- [SOURCE EXCERPT]:
┏━━

From Martin's English classes and life with his uncle in San Francisco in 1904 to his connections to the Slavonic Society which keep him rooted to his heritage, King does more than set the stage for a good read. She educates her readers about immigrant perceptions and experiences, offers contrasts between new and old countries, and discusses how an immigrant maintains old and builds new connections to both worlds.

 

One minute, Martin's life is filled with ambition and promise; the next, it's fragmented, with all his dreams crushed. To its credit, The California Immigrant only uses the backdrop of the 1906 earthquake to propel its protagonist forward to Watsonville, where the heart of the story lies. Where other tales rehash familiar ground, King departs for something different. She follows the tracks of a young immigrant who is forced to relocate not only his physical life, but his dreams. There is still a Slavonic Society to provide connections and roots, there's still family to support him, and there's still hope for the future in his new home.

 

The California Immigrant is steeped in the Croatian community and documents how world politics invades a quiet town and leads Martin to become politically active to help his fellow countrymen back home. It juxtaposes the culture of California and its mixture of ethnic groups and immigrants with the broader questions of an America posed on the brink of conflict, blending the concerns of rural farmers and local small townspeople into changing worldviews which many of the immigrants foster through their actions and choices.

 

In many ways, The California Immigrant represents the quintessential mix that is American culture, which takes the roots and concerns of an array of different peoples and blends them into an evolving society, creating something completely different than its individual units or origins.

┗━━

- [STORED ROWS]:
┏━━

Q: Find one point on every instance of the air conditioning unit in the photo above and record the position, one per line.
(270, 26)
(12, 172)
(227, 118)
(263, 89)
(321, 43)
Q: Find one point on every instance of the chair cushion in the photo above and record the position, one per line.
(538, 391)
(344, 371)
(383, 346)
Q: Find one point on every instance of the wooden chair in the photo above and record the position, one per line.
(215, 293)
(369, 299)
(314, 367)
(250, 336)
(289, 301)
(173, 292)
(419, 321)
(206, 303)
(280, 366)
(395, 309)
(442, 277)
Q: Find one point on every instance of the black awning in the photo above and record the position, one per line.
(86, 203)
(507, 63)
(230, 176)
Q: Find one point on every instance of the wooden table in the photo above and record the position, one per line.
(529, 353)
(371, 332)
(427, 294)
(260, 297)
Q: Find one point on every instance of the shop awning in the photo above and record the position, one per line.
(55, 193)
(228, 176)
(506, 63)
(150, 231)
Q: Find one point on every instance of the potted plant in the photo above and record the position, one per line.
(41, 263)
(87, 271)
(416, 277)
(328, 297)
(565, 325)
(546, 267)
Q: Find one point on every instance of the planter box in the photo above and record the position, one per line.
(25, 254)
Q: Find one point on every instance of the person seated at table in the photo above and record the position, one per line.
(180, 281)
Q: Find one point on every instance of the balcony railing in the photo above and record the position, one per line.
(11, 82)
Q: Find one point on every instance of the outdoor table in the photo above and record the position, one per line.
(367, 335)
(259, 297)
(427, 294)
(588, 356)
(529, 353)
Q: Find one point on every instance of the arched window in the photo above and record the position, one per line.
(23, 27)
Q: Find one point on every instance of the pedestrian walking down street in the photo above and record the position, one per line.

┗━━

Print the part of the book review that opens with the words containing "From Martin's English" and closes with "to both worlds.". The data has no connection to the book review.

- [ANSWER FOR THE TASK]:
From Martin's English classes and life with his uncle in San Francisco in 1904 to his connections to the Slavonic Society which keep him rooted to his heritage, King does more than set the stage for a good read. She educates her readers about immigrant perceptions and experiences, offers contrasts between new and old countries, and discusses how an immigrant maintains old and builds new connections to both worlds.